-- GIVEN INSTRUCTION --
Copy the data below line for line, with no changes to any character.

-- RECORD SET --

▼▼▼

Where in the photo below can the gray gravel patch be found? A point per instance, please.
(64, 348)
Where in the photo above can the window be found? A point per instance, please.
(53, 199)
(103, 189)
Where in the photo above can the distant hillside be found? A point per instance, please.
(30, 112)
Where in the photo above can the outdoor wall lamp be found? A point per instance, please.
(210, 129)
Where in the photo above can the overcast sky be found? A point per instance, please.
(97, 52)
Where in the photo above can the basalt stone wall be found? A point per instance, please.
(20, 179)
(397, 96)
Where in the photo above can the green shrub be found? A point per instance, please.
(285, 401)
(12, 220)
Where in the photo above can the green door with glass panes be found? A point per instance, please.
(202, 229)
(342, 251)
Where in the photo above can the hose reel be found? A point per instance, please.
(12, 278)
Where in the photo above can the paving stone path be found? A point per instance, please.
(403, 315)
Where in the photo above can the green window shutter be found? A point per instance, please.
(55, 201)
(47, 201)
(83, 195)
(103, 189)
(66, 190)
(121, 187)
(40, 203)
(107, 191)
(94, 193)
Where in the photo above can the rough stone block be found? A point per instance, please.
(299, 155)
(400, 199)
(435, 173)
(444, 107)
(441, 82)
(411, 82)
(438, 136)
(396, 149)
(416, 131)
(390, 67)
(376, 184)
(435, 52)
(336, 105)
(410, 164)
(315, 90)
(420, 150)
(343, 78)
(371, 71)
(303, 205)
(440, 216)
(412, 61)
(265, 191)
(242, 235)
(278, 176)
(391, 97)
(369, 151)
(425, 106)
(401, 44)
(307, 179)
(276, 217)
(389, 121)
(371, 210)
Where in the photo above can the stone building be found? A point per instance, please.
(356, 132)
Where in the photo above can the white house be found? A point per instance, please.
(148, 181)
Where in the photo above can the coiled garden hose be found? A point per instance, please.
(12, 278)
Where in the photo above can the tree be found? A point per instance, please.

▲▲▲

-- TASK ANSWER --
Where in the photo below can the gray gravel patch be found? A point per instance, please.
(64, 348)
Where in the photo above can the window be found? A point per instance, please.
(53, 199)
(103, 189)
Where in the photo above can the distant hillside be found? A point per instance, please.
(30, 112)
Where in the photo above can the outdoor wall lamp be found? A point per instance, please.
(210, 129)
Where in the photo above can the overcast sky be found? A point per instance, please.
(97, 52)
Where in the photo above can the basalt stone wall be found? A point per instance, please.
(20, 179)
(397, 96)
Where in the photo above can the green shrub be found? A point per instance, please.
(285, 401)
(12, 220)
Where in the photo above can the green door with glass panes be found? A point per instance, please.
(202, 229)
(342, 251)
Where in the photo above can the hose reel be found? A point per instance, please.
(12, 278)
Where in the photo above can the paving stone path be found? A point per instance, please.
(403, 315)
Where in the photo above can the green window shutter be found? A point per instance, please.
(55, 201)
(47, 201)
(83, 195)
(103, 189)
(66, 190)
(121, 187)
(40, 203)
(107, 191)
(94, 193)
Where in the photo above can the rough stone block be found? A point per instance, please.
(299, 155)
(400, 199)
(435, 173)
(444, 107)
(441, 82)
(411, 82)
(438, 136)
(396, 149)
(416, 131)
(390, 67)
(376, 184)
(435, 52)
(336, 105)
(410, 164)
(315, 90)
(420, 150)
(343, 78)
(371, 71)
(303, 205)
(440, 216)
(412, 61)
(265, 191)
(242, 235)
(278, 176)
(391, 97)
(369, 151)
(425, 106)
(401, 44)
(307, 179)
(276, 217)
(389, 121)
(371, 210)
Where in the photo above can the stone building be found? A point per instance, please.
(356, 132)
Where in the photo above can the white house be found? A point per instance, please.
(148, 181)
Where in the photo above can the coiled garden hose be found? A point per instance, please.
(12, 278)
Where in the photo above can the tree be found? A point per instance, please.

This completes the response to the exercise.